### Exercise instructions:
Copy out the listing that follows exactly, dropping every picture.

Begin Dataset extract

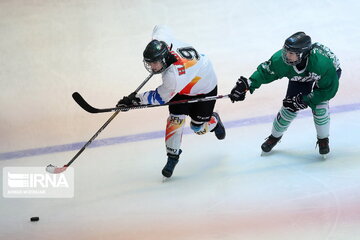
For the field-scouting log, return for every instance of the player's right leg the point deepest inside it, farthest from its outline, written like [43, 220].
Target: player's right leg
[280, 125]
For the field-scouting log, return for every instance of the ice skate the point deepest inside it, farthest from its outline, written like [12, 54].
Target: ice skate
[268, 145]
[219, 129]
[324, 148]
[170, 165]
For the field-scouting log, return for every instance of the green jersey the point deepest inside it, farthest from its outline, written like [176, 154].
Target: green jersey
[321, 67]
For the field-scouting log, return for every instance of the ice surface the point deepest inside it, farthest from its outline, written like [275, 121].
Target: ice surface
[220, 189]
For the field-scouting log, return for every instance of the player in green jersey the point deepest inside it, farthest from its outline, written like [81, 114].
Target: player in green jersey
[313, 72]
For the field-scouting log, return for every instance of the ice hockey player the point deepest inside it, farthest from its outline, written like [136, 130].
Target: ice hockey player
[186, 74]
[313, 71]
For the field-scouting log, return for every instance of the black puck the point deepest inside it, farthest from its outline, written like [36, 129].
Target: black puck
[34, 219]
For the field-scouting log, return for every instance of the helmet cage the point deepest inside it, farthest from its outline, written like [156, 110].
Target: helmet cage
[155, 51]
[151, 70]
[299, 56]
[298, 43]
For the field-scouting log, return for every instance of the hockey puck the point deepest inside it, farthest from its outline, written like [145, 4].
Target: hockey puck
[34, 219]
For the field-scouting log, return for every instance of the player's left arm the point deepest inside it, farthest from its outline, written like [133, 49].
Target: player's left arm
[326, 88]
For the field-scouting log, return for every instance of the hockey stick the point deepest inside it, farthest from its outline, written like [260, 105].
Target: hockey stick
[53, 169]
[87, 107]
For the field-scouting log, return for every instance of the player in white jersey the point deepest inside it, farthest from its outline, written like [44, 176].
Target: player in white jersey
[186, 74]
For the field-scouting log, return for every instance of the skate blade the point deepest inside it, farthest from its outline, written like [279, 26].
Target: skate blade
[165, 179]
[263, 154]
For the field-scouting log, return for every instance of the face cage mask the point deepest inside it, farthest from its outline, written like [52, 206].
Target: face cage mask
[150, 70]
[288, 61]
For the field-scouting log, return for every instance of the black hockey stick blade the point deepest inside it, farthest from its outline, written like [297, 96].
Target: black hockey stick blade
[82, 103]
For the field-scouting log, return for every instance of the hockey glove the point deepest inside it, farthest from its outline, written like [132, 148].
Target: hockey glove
[239, 91]
[130, 100]
[294, 103]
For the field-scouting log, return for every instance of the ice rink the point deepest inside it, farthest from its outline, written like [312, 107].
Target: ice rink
[220, 189]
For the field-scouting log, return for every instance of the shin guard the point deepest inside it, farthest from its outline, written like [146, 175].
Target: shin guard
[321, 117]
[174, 131]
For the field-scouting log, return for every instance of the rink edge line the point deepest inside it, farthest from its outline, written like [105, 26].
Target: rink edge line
[158, 134]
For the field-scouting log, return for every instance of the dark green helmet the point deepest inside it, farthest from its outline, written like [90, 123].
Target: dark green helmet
[298, 43]
[156, 51]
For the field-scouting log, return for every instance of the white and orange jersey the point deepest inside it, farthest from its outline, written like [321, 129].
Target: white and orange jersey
[192, 74]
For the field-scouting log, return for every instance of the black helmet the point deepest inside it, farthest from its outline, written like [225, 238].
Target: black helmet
[156, 51]
[299, 43]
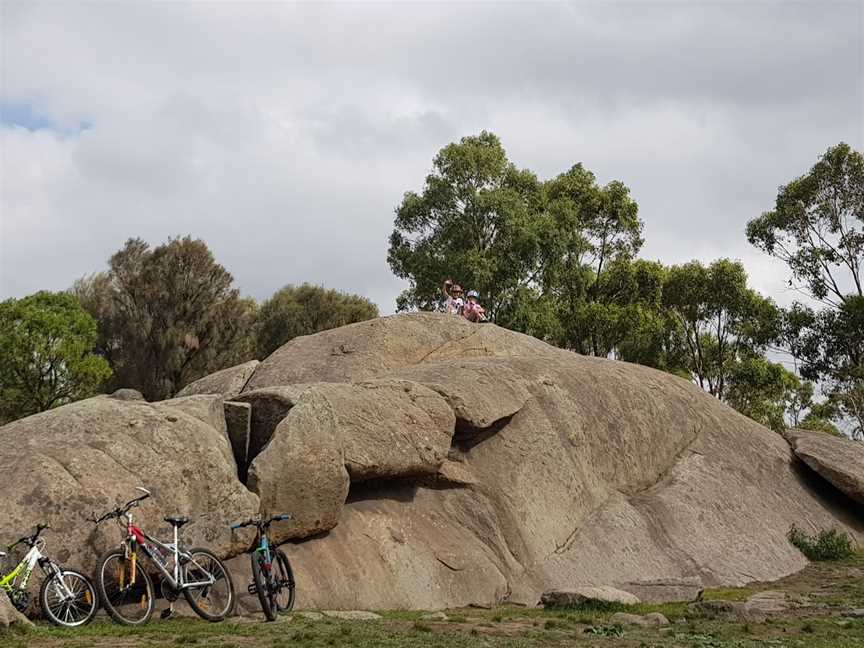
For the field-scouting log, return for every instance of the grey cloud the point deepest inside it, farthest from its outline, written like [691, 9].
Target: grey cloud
[285, 134]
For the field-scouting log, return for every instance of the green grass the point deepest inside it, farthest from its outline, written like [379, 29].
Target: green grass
[830, 587]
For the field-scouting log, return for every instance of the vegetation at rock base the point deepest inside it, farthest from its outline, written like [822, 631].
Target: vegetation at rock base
[46, 354]
[823, 596]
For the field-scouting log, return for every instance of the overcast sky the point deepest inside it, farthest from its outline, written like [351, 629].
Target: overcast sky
[284, 135]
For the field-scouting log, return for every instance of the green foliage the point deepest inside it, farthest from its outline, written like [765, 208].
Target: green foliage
[46, 354]
[765, 391]
[167, 315]
[303, 310]
[476, 219]
[539, 253]
[817, 228]
[828, 544]
[719, 323]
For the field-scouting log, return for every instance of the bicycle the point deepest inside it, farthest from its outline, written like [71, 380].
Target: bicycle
[127, 590]
[68, 598]
[275, 590]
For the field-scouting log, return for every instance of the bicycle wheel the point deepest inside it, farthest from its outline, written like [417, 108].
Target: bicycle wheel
[211, 602]
[126, 602]
[284, 577]
[262, 578]
[68, 599]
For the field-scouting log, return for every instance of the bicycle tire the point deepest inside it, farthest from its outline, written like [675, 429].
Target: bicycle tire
[107, 600]
[86, 594]
[263, 586]
[284, 579]
[195, 602]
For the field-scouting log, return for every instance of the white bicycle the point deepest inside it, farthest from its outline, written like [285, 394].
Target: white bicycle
[68, 598]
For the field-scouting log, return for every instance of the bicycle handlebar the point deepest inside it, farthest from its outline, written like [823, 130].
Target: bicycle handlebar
[261, 523]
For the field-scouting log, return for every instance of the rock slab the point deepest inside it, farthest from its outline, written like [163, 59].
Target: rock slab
[586, 596]
[837, 459]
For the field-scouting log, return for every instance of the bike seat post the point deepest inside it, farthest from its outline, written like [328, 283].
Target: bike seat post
[176, 555]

End Dataset extract

### Task solution:
For the field-scouting log, return for every instance of the player's right leg the point deepest inside it, farthest from its outline, written like [43, 220].
Target: player's right leg
[280, 125]
For the field-scouting log, return for every instance of the ice skate the point deepest inside it, farthest from its outline, written like [12, 54].
Target: ice skate
[268, 145]
[219, 129]
[324, 148]
[170, 165]
For the field-scouting log, return for every instance of the green jersey the point deepest inside it, farthest from its outline, written like [176, 154].
Target: green jersey
[321, 67]
For the field-scouting log, return for every instance of the ice surface the point deepest inside it, farthest from its outline, written like [275, 121].
Target: ice surface
[220, 189]
For the field-scouting log, return for every instance of the player in green jersey the point deepest inside it, farthest from its outline, written like [81, 114].
Target: player in green jersey
[313, 72]
For the field-scouting log, return for every instance of the ice hockey player the point deepest inside it, farthest from its outline, written like [136, 130].
Target: ice hockey player
[186, 74]
[313, 71]
For the field-scouting log, return for every instance of the black puck the point deepest inside it, farthest from its outline, written like [36, 129].
Target: black puck
[34, 219]
For the field-scouting log, return for every instance of the helmet cage the point deepest inside it, farthest from its outline, written like [156, 110].
Target: helmet cage
[155, 51]
[151, 70]
[299, 56]
[298, 43]
For the field-scouting log, return for every instance of the hockey puck the point deepest inside it, farthest from its outline, written like [145, 4].
Target: hockey puck
[34, 219]
For the field-scouting log, return for every instance of the player's left arm the point deepest inside it, farthest from its outline, written like [133, 49].
Target: player's left arm
[326, 88]
For the field-scouting log, return for every instance of the hockey stick the point deepest inside it, farthest from its outline, written like [260, 105].
Target: hockey stick
[53, 169]
[87, 107]
For the field-scouting log, return for every instance of the player in white jersey the point deepest inside it, farthest from its outline, written like [44, 176].
Target: player in white jersey
[186, 74]
For the field-scouting log, return for every instance of the skate blade the point deepest inside it, farthest from its outline, written like [279, 26].
Target: skate blade
[165, 179]
[263, 154]
For the field-scouting log, return for every instance of the face cage mask the point deepest inside it, farthest from its outline, written like [52, 206].
Target: face cage mask
[150, 70]
[288, 61]
For the field-scouting log, return for every instance of the black hockey stick blade the point deepest inside it, farthest from its outline, written like [297, 96].
Target: black hockey stick blade
[82, 103]
For the field-scouting log, return for every instance of the hockey glove the point deepest inside it, farthest from its outline, written like [132, 148].
Target: hockey glove
[239, 91]
[130, 100]
[294, 103]
For the field-scouting log, return for every instance of the ice rink the point deepest inside it, farthest from its outline, written like [312, 107].
Target: ice rink
[220, 189]
For the field-scouting log, return for every instance of the shin guard the point deepest inside it, farthest from its outline, written like [146, 175].
Target: shin guard
[321, 117]
[174, 131]
For the field-scouting log, return for every instance of the rink edge line the point deepest inside it, farthest from its outline, written like [105, 26].
Target: rink edge line
[158, 134]
For the field-scouting log, return for every instance of the dark green helmet the point deepest inside it, farthest from its outline, written like [90, 123].
Target: dark green helmet
[298, 43]
[156, 51]
For the field-scouting log, return for every instance of the white and orange jersey the point deepest inside it, farthest from its outline, written like [321, 129].
Target: white and orange jersey
[192, 74]
For the field-scouting log, return for every instance of the black helmet the point deepest inside it, farthest from its outline, written like [225, 238].
Target: black helmet
[156, 51]
[299, 43]
For the field-scouting log, return for every instance of the grey cloud the point deepest inside it, farthest from its outline, written like [691, 9].
Target: grey cloud
[285, 134]
For the field-scouting log, return for every instance of the green grass the point deepest inside it, farthest from its outline, written like [379, 29].
Target: green grass
[830, 587]
For the field-scouting log, return for every instance of the vegetation at rock base the point deepest inside it, farthest from its outline, written like [822, 631].
Target: vegetation at rock base
[46, 354]
[823, 596]
For the field-scouting log, return for every instance of the overcast sky the point deepest inside it, farthest from its outline, written like [351, 629].
Target: overcast sky
[284, 135]
For the field-scouting log, return for every instance of the green foliage the point deepest inside it, farthest from its outline, written like [765, 208].
Target: green foliage
[46, 354]
[765, 391]
[167, 315]
[303, 310]
[476, 219]
[539, 253]
[817, 228]
[828, 544]
[719, 323]
For the field-scouting log, return for every instance of the bicycle the point deepest inside it, farthest from its outline, written like [71, 380].
Target: bicycle
[127, 590]
[68, 598]
[275, 590]
For the field-scouting log, return for every instance of the bicycle wheel the point deepest inside it, farthest from its outline, written like [417, 108].
Target: bicycle wheel
[211, 602]
[126, 602]
[284, 577]
[262, 578]
[68, 599]
For the field-scouting log, return for every instance of the bicycle tire the point deepest inside it, farthest from its outline, written like [675, 429].
Target: bicycle tire
[107, 600]
[86, 594]
[263, 586]
[284, 579]
[195, 602]
For the field-scouting log, return for every instance of the white bicycle the point deepest inside it, farthest from its outline, written like [285, 394].
Target: white bicycle
[68, 598]
For the field-scouting log, return for every instance of the bicycle handlebar the point deepest inside it, farthest from its outline, written like [823, 130].
Target: bicycle handlebar
[261, 523]
For the field-scouting log, return for every instance of the rock slab the point deepest inside it, farthest from its outline, written like [163, 59].
Target: rock slab
[586, 596]
[837, 459]
For the field-scouting log, return for every instance of the bike seat post the point deepest inside it, farthest from its outline, written like [328, 283].
Target: bike seat post
[176, 555]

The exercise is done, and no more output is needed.